Generally, women are more vulnerable to alcohol poisoning and feel the effects of alcohol faster than men of the same size. They're also more predisposed to suffer from long-term alcohol-induced damage in the body.
Incidence
WHO has reported that one in ten of the world's people are dependent on alcohol and disabled by drinking.
With very few exceptions, alcoholic beverage consumption has grown markedly all over the industrial world since the Second World War, a trend which is no less prevalent in developing countries. In some countries, overall per capita consumption levels (in terms of 100% ethanol) have doubled or tripled within the last two decades. In countries are varied as America, Australia and Argentina, between one-third and one-half of all the people admitted to psychiatric hospitals need in-patient help because of the damage alcohol has done to their brains. In the developed world driving under the influence of alcohol causes between one-third and one-half of all road deaths.
Health officials estimated in 2001 that some 8 million Americans are alcoholics—they have strong cravings to drink, experience withdrawal, and need increasing amounts to feel satisfied. Another 6 million abuse alcohol but are not deemed physically dependent on it. Ten years earlier another source estimated there were approximately 4.5 million chronic alcoholics in the USA; the incidence of chronic alcoholism of all degrees is 4,390 per 100,000; and the incidence of chronic alcoholism with complications is 1,097 per 100,000.
The abuse of alcohol is a major cause of morbidity and mortality in the countries of the European region. One in ten deaths in France are directly caused by excessive alcohol consumption.

INFORMATION SUPPLIED ▸
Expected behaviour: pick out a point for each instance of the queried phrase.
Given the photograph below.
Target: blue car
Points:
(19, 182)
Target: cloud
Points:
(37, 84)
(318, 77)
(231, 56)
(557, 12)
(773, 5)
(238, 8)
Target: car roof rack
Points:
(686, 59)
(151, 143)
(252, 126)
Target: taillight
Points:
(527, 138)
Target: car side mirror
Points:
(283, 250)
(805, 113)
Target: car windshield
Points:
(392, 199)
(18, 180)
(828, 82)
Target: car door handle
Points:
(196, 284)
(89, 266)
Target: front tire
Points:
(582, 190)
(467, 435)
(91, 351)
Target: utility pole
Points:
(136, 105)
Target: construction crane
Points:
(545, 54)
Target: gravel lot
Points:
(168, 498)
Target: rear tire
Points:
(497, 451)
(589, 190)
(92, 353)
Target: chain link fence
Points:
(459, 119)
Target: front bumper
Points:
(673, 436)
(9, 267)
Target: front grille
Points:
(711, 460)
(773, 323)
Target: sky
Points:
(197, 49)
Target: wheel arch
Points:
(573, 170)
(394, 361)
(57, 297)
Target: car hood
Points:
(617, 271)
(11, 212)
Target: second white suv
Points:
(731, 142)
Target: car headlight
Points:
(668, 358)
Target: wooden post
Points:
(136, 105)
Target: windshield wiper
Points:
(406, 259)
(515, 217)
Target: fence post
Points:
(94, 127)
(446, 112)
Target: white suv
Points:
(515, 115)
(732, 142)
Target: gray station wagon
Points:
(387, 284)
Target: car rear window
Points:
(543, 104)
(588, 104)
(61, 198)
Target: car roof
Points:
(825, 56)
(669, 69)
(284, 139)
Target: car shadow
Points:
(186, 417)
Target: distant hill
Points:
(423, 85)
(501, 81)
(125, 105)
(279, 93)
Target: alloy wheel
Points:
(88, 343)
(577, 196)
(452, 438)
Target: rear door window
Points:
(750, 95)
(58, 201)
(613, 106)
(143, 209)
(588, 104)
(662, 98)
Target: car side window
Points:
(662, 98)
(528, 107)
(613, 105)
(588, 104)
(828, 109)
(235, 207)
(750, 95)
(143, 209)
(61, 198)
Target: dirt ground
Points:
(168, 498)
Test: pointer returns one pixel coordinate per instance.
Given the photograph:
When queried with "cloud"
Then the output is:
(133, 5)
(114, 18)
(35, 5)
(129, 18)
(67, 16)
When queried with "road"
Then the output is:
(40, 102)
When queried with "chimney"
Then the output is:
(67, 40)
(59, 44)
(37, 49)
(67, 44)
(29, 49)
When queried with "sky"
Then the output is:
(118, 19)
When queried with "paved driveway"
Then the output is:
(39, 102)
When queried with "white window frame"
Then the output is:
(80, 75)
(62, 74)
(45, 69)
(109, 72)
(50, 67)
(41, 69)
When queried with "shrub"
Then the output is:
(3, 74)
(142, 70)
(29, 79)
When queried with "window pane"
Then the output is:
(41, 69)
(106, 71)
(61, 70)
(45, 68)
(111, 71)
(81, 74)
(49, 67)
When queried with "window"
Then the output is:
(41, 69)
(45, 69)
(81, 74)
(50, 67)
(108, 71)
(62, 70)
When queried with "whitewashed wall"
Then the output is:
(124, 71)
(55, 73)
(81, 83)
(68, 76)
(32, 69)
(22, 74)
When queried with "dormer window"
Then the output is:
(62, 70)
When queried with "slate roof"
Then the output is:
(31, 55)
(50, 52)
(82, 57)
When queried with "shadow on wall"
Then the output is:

QUESTIONS TO ANSWER ▸
1. Do these statements agree with the text on alcohol use? Answer yes or no for each, quoting the deciding words.
(a) Women feel the effects of alcohol faster than men of the same size.
(b) In 2001, health officials estimated that some 6 million Americans were alcoholics.
(c) In the developed world, driving under the influence of alcohol causes between one-third and one-half of all road deaths.
2. According to the text on alcohol use:
(a) What share of the world's people does WHO report as dependent on alcohol?
(b) Since which war has alcoholic beverage consumption grown markedly across the industrial world?
(c) About how many chronic alcoholics did a source estimate were in the USA ten years before 2001?
3. Can you resume the text on alcohol use, picking up after its last sentence?
The data has no connection to the text on alcohol use.

RESULTS FOR THE EXERCISE ▸
1.
(a) Yes: "feel the effects of alcohol faster than men of the same size"
(b) No: "some 8 million Americans are alcoholics"
(c) Yes: "In the developed world driving under the influence of alcohol causes between one-third and one-half of all road deaths"

2.
(a) One in ten
(b) The Second World War
(c) Approximately 4.5 million

3.
1 in 25 people in Britain are dependent on alcohol - twice as many as are dependent on drugs—causing severe problems for their families and colleagues as well as themselves. 1,4 million men (6%) and half a million women (2%) are drinking at very risky levels, over 50 units a week for men and over 35 units a week for women (1 standard unit = 8g absolute alcohol). While it has been said that 85% of all chronic alcoholics are male, it is generally agreed that females are beginning to account for a greater percentage of chronic alcoholism than was formerly the case. Women alcoholics are usually more careful to hide it for a longer period. About 80% of patients fall within the 35 to 50 year age group (those who appear superficially to be chronic alcoholics at an earlier age are likely to be in the psychopathic or schizophrenic groups.)< Alcoholism is a major killer in Russia. The average age of people suffering from alcoholism in Russia has fallen by between 5 and 7 years in the last decade, and according to research on ill patients, 90% of them started drinking before the age of 15, and one-third of them started before the age of 10. This may mirror an earlier trend in many Asian and African countries, where colonialism commercialized and expanded alcohol production and consumption, a process which often escalated after independence. However, in Russia in 1995, the state monopoly on vodka production was signed back into law as a reaction against rampant alcoholism.
The scale of home-brewed alcohol production is unknown to the authorities in most countries but has to be added to the officially registered per capita consumption figures. Finally, several countries report on increasing multiple use of various drugs and alcohol. This is still more serious as mixing alcohol and narcotic drugs is extremely hazardous.
Claim
Alcohol is evil: spiritually in terms of sin; physiologically in terms of poison; economically in terms of waste and reduced potential of men, money and materials; psychologically in terms of loss of rationality, loss of moral judgement leading to insanity; legally in terms of crime. The persons who use alcohol without having problems serve as a peculiarly insidious role model to youth.